++++ Exercise passage ++++
Yes I think so but we know very little- we need comprehensive archaeological surveys.

IIRC the climate in Somalia was a lot greener and wetter at times especially in what is now the more arid north so I think we can expect to find traces of the cattle herding culture before we adopted camels as well as larger more centralised city-states. If we go with the theory the immigrants carrying y-DNA T brought camels to Somalia, that would give us a rough date for when the cattle culture or Sacmaal started to change- i.e the people who painted places like Las Geel.

There's so many burial cairns and mounds all those dead people must have lived somewhere and we know the Somali environment is very hostile to preserving ancient sites- cities get totally buried within only a few years sometimes, swallowed by the sea, destroyed by foreign enemies or taken apart brick by brick for new building material- colonials did that a lot.
++++ Data extracts ++++
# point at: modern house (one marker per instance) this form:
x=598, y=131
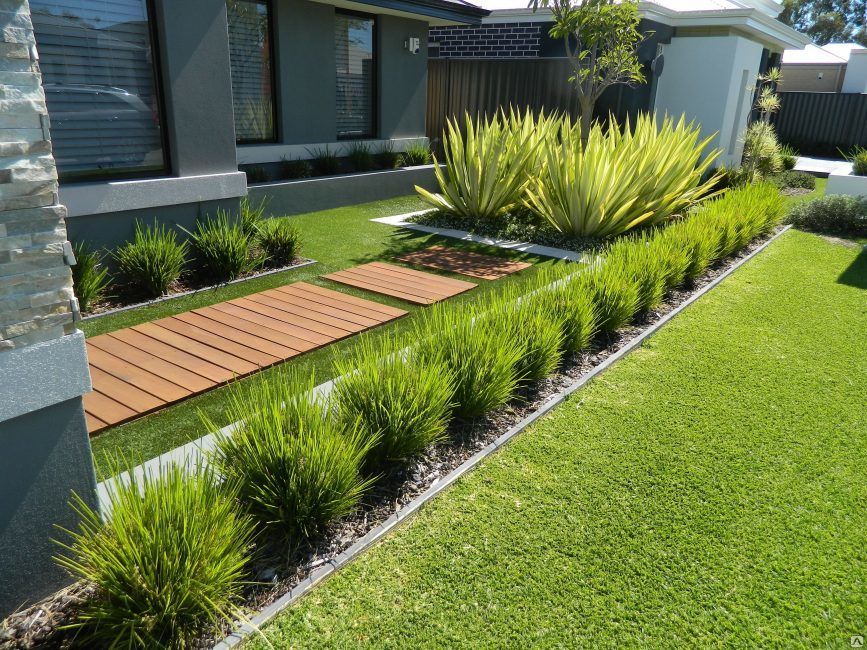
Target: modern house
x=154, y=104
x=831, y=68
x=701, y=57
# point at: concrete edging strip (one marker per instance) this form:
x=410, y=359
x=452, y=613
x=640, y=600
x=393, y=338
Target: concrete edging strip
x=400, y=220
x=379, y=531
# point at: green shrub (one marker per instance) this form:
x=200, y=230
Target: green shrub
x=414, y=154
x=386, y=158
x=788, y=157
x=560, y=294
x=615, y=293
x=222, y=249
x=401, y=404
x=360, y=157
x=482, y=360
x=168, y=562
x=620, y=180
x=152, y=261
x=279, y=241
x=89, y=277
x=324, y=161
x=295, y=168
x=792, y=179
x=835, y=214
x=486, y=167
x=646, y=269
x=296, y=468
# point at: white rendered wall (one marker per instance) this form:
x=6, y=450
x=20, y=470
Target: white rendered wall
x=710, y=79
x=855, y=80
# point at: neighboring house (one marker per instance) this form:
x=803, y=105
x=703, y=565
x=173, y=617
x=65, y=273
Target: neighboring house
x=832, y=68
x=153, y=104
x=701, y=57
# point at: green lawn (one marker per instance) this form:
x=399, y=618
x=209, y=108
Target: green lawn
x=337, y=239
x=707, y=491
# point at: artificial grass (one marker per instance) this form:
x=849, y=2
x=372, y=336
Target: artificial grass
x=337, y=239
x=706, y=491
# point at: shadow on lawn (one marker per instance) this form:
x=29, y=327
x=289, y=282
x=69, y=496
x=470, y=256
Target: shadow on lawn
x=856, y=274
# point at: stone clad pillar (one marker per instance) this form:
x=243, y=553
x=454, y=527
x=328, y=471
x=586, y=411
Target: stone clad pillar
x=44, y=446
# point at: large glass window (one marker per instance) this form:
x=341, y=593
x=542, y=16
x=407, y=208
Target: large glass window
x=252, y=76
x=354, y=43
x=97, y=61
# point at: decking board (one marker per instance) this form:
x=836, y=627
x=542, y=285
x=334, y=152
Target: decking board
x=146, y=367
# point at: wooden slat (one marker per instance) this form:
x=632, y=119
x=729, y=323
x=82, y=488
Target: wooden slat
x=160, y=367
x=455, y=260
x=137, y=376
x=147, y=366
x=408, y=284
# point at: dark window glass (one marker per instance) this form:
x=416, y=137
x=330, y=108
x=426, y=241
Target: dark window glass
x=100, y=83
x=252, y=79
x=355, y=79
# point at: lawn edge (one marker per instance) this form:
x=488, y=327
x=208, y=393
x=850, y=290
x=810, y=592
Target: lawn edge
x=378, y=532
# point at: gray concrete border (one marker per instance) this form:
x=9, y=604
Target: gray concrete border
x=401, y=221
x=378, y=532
++++
→ Exercises:
1. Decide whether each statement below agrees with the passage on Somali archaeology. Answer yes or no for each and quote the passage's deciding words.
(a) The writer says comprehensive archaeological surveys are needed.
(b) The passage says the north of Somalia has always been as arid as it is now.
(c) The passage says colonials took structures apart for building material.
2. According to the passage on Somali archaeology, what place did the people of the cattle culture paint?

→ Answers given:
1.
(a) Yes: "we need comprehensive archaeological surveys."
(b) No: "the climate in Somalia was a lot greener and wetter at times especially in what is now the more arid north"
(c) Yes: "taken apart brick by brick for new building material- colonials did that a lot."

2. Las Geel